#### QUOTED TEXT

I think these kind of changes to the ClusterEntrypoint deserve a separate
design and discussion.

>


> (1). cluster entrypoint
>
> The lifecycle of LeaderClient is like LeaderServer.
>
> (2). task manager
>
> The lifecycle of LeaderClient is bound to the lifecycle of task manager.
> Specifically, it runs on `rpcService` starts on task manager runner and
> stops
> when the service gets shut down.
>
> (3). cluster client
>
> The lifecycle of LeaderClient is bound to the ClusterClient. With our
> codebase,
> only RestClusterClient should do the adaptation. When start ClientHAService
> based on LeaderClient, it starts a dedicated rpc service on which the
> LeaderClient runs. The service as well as the LeaderClient gets shut down
> on
> RestClusterClient closed, where ClientHAService#close called. It is a
> transparent implementation inside a specific ClientHAService; thus also, no
> changes to the existing interfaces.
>
> 2. The proposal to replace existing non-ha services
>
> Well, I see your concerns on replace existing stable services hurriedly
> with
> a new implementation. Here I list the pros and cons of this replacement. If
> we
> agree that it does good I can provide an neat and full featured
> implementation
> for preview and see concretely what we add and what we gain. For
> integration,
> we can then first integrate with MiniCluster and later.
>
> pros:
>
> + We don't need to pass the address of job manager among slot request.
>
> With the new implementation retriever running on task manager registers
> itself
> on the LeaderServer which has a global static address. And the retriever
> retrieves the address of job manager based on JobID. It is not only unify
> the
> interfaces #getJobManagerLeaderRetriever, but reduce the cost on job
> manager
> switched.

########
#### SUPPLIED RECORDS

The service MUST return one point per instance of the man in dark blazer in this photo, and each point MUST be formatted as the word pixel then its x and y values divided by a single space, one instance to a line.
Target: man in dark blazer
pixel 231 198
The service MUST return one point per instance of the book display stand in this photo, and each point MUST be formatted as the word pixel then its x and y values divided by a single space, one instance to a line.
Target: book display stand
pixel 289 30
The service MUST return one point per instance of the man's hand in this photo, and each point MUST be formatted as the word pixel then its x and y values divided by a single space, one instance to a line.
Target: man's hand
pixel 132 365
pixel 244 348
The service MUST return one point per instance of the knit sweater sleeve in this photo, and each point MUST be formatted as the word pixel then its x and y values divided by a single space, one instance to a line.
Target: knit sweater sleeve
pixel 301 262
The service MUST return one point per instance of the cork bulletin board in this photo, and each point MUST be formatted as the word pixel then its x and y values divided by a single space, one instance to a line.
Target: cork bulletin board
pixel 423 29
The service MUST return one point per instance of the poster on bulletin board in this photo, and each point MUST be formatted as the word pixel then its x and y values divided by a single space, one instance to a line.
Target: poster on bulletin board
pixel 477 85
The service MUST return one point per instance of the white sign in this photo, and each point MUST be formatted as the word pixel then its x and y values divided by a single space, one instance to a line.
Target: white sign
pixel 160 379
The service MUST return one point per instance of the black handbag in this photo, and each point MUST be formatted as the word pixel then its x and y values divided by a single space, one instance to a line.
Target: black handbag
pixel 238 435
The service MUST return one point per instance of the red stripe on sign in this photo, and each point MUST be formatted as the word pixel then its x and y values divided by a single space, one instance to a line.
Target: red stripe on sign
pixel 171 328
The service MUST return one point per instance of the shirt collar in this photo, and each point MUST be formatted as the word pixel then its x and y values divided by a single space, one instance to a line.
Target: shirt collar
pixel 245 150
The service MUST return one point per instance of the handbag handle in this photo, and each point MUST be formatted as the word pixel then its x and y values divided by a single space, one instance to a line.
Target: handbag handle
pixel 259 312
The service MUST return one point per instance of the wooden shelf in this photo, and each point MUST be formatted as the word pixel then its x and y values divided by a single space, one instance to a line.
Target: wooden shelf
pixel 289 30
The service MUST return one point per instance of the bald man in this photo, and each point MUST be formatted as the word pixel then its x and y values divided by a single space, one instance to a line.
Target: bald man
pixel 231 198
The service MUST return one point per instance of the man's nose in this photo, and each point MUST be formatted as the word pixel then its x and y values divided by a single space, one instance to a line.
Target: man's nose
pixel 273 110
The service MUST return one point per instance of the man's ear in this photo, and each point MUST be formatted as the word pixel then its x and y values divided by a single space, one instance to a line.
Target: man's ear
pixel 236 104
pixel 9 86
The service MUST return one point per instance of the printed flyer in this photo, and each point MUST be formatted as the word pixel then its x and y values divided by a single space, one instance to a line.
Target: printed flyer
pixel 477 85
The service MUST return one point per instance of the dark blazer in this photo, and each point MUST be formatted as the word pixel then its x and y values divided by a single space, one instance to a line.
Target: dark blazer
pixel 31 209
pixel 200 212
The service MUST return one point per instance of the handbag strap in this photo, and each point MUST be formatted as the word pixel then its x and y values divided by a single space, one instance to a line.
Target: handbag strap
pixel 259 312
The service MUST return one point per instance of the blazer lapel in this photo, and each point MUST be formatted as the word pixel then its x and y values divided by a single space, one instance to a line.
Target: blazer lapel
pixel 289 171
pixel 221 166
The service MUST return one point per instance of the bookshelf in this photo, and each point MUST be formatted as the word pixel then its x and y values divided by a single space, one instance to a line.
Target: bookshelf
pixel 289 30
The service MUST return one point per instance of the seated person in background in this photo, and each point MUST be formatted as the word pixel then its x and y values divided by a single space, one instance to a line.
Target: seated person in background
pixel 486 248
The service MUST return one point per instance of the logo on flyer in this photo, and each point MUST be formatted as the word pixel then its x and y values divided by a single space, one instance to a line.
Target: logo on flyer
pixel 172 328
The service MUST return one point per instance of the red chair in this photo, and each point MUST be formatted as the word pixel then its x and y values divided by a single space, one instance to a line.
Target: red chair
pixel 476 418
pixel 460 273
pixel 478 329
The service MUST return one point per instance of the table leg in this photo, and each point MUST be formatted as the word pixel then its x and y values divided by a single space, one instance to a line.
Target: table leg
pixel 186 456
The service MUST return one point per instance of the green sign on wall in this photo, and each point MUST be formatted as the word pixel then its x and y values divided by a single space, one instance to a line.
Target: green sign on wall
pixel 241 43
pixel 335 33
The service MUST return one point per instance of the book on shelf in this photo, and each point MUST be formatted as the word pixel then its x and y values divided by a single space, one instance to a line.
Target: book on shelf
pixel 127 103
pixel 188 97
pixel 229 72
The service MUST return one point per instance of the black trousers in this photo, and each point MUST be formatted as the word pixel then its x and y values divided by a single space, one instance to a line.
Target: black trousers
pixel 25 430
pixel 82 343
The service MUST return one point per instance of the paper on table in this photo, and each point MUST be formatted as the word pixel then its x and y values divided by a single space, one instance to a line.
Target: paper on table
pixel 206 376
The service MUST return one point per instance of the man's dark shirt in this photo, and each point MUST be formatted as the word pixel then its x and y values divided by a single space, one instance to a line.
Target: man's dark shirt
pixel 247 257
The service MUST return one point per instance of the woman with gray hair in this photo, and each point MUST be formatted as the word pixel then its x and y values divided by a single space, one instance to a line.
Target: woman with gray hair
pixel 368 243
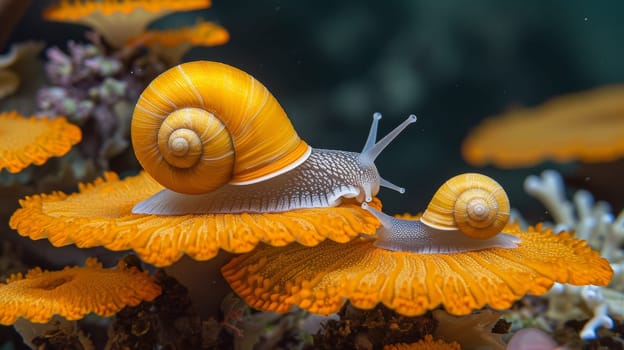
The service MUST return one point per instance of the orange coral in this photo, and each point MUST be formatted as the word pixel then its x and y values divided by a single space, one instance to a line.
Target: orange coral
pixel 425 344
pixel 585 126
pixel 101 214
pixel 73 292
pixel 24 141
pixel 321 278
pixel 172 44
pixel 118 20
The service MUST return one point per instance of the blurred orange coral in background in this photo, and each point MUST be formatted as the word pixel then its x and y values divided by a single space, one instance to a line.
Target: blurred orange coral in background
pixel 586 126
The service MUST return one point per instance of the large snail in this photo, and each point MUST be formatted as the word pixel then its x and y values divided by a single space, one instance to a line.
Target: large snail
pixel 219 142
pixel 467 213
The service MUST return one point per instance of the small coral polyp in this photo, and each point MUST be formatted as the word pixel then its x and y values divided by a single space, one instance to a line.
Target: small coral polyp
pixel 73 292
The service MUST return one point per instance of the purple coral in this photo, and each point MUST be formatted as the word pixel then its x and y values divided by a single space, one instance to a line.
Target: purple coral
pixel 95 88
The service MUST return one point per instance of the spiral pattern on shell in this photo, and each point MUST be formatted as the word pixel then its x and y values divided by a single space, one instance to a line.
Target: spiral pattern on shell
pixel 471 203
pixel 203 124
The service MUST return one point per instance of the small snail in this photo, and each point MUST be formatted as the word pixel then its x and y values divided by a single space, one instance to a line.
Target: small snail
pixel 467 213
pixel 219 142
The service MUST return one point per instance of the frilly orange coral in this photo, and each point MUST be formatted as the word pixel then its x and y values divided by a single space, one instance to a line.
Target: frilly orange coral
pixel 320 279
pixel 586 126
pixel 24 141
pixel 172 44
pixel 101 214
pixel 118 20
pixel 73 292
pixel 426 343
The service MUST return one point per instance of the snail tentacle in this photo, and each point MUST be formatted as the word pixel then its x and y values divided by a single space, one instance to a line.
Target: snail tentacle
pixel 417 237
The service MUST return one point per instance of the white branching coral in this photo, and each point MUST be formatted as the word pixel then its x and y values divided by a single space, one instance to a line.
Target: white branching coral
pixel 593 222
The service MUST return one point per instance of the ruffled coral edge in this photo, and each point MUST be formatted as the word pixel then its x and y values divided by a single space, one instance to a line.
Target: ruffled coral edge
pixel 68 10
pixel 322 278
pixel 74 292
pixel 105 219
pixel 56 142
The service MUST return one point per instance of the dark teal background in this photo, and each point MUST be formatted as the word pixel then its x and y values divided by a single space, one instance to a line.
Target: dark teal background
pixel 333 63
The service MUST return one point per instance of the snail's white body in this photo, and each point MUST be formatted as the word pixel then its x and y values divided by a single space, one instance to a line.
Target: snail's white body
pixel 322 180
pixel 467 213
pixel 417 237
pixel 219 142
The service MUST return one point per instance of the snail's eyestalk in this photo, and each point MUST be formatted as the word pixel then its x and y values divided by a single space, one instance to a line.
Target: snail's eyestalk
pixel 372 134
pixel 372 148
pixel 387 184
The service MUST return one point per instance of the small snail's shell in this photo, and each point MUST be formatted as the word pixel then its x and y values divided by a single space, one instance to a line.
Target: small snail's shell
pixel 472 203
pixel 203 124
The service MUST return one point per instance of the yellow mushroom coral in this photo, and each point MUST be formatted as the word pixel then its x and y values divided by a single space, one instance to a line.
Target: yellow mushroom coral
pixel 586 126
pixel 73 292
pixel 172 44
pixel 412 266
pixel 101 214
pixel 118 20
pixel 25 141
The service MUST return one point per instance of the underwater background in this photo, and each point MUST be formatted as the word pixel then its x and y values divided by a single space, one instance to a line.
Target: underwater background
pixel 332 64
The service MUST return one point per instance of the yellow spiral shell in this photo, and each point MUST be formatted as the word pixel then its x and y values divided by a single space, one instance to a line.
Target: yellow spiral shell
pixel 203 124
pixel 472 203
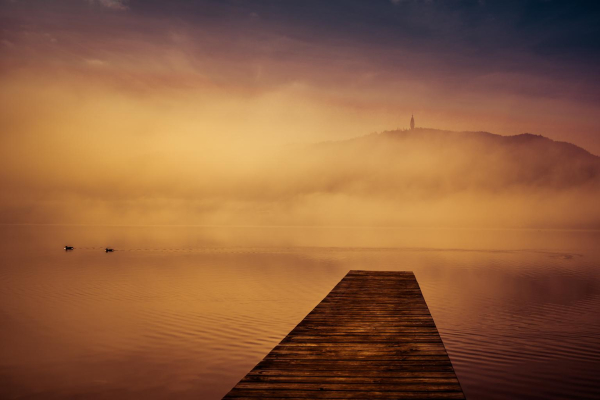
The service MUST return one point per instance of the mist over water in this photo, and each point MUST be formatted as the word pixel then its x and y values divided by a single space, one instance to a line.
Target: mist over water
pixel 185 312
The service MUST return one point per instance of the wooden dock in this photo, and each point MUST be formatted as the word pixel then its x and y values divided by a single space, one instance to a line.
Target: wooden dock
pixel 372 337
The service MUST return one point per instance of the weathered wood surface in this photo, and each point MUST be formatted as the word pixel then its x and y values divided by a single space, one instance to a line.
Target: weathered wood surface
pixel 372 337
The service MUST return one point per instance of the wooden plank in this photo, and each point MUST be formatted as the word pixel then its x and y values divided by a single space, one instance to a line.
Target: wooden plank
pixel 371 337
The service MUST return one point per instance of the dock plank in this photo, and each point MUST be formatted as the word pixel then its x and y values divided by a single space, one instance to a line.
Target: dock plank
pixel 371 337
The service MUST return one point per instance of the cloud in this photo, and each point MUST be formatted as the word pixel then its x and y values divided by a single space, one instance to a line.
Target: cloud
pixel 112 4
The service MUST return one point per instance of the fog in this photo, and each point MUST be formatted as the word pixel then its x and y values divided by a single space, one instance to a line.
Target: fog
pixel 75 153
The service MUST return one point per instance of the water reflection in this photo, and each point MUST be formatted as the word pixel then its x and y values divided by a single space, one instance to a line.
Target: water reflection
pixel 185 312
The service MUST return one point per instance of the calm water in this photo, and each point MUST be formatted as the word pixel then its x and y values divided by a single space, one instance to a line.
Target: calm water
pixel 184 313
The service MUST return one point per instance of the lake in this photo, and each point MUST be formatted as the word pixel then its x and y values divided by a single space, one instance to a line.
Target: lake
pixel 185 312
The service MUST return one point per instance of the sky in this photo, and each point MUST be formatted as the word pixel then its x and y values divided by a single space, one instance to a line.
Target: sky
pixel 108 88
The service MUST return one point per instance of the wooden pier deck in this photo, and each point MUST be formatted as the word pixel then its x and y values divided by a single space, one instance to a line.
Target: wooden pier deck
pixel 372 337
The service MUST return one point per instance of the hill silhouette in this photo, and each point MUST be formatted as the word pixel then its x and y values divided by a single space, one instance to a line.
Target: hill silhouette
pixel 454 160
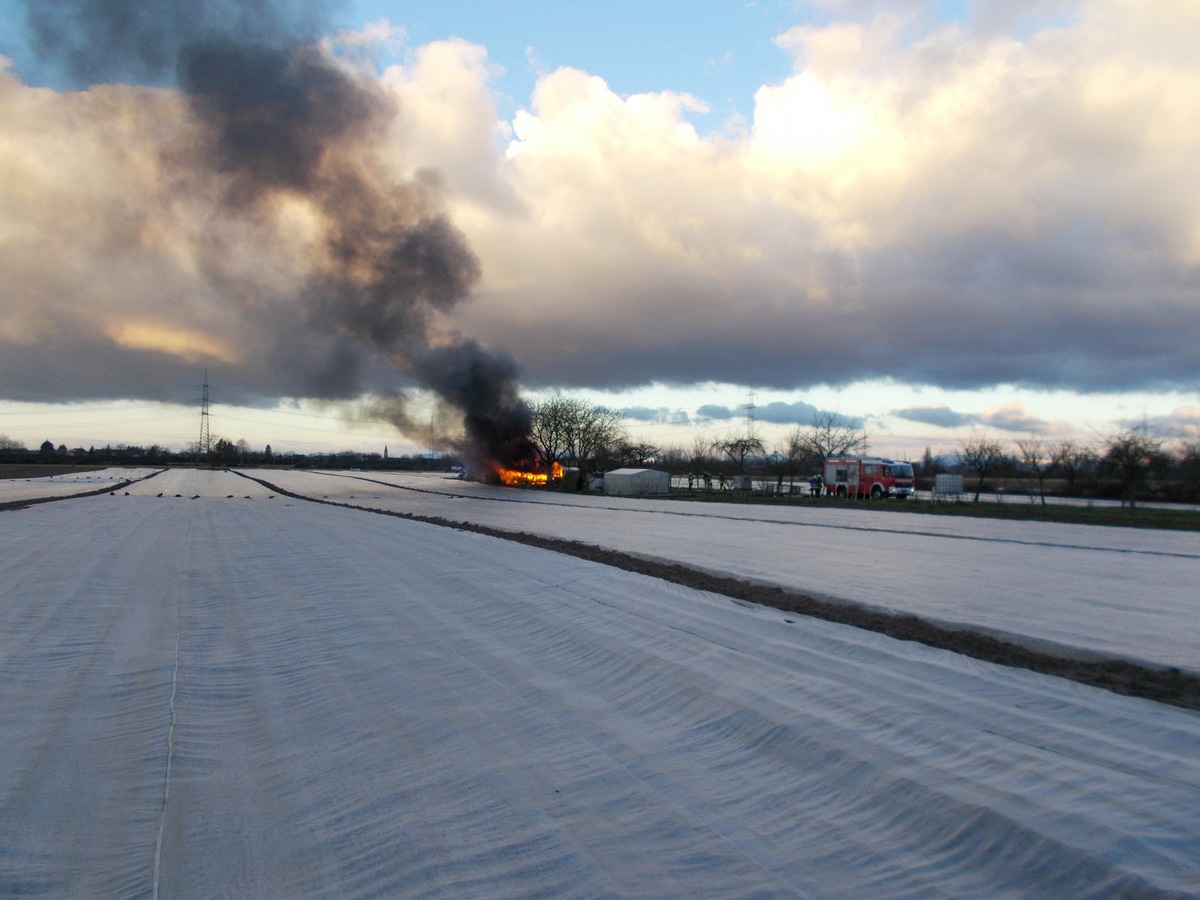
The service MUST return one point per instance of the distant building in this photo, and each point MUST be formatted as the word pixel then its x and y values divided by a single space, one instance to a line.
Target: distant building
pixel 636 483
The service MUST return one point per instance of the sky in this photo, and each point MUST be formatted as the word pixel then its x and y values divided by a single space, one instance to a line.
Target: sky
pixel 935 219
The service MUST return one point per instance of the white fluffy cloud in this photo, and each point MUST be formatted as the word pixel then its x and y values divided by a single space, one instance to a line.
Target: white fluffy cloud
pixel 954 207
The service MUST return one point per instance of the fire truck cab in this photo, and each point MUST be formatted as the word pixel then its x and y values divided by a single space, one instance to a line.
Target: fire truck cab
pixel 868 477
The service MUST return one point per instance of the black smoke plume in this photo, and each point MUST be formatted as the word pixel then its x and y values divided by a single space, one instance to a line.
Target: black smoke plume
pixel 277 118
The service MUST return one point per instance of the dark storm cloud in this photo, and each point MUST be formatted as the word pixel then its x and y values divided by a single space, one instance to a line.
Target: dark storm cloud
pixel 779 413
pixel 142 40
pixel 660 415
pixel 282 143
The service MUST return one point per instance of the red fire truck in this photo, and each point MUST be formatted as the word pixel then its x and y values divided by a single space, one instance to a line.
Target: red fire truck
pixel 868 477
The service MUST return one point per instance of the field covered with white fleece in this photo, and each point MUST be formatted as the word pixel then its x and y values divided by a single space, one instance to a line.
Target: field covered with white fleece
pixel 1072 589
pixel 221 691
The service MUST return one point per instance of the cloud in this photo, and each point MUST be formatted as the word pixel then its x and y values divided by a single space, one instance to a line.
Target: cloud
pixel 659 415
pixel 966 209
pixel 712 412
pixel 959 207
pixel 1012 417
pixel 780 413
pixel 941 417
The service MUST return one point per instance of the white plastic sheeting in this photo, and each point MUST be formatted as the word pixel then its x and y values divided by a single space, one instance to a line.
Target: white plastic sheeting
pixel 231 693
pixel 1122 592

########

WORK TO COMPLETE:
In the forum excerpt about LeaderClient, which class is the only one in the codebase that should do the adaptation for the cluster client?

EXERCISE RESULT:
RestClusterClient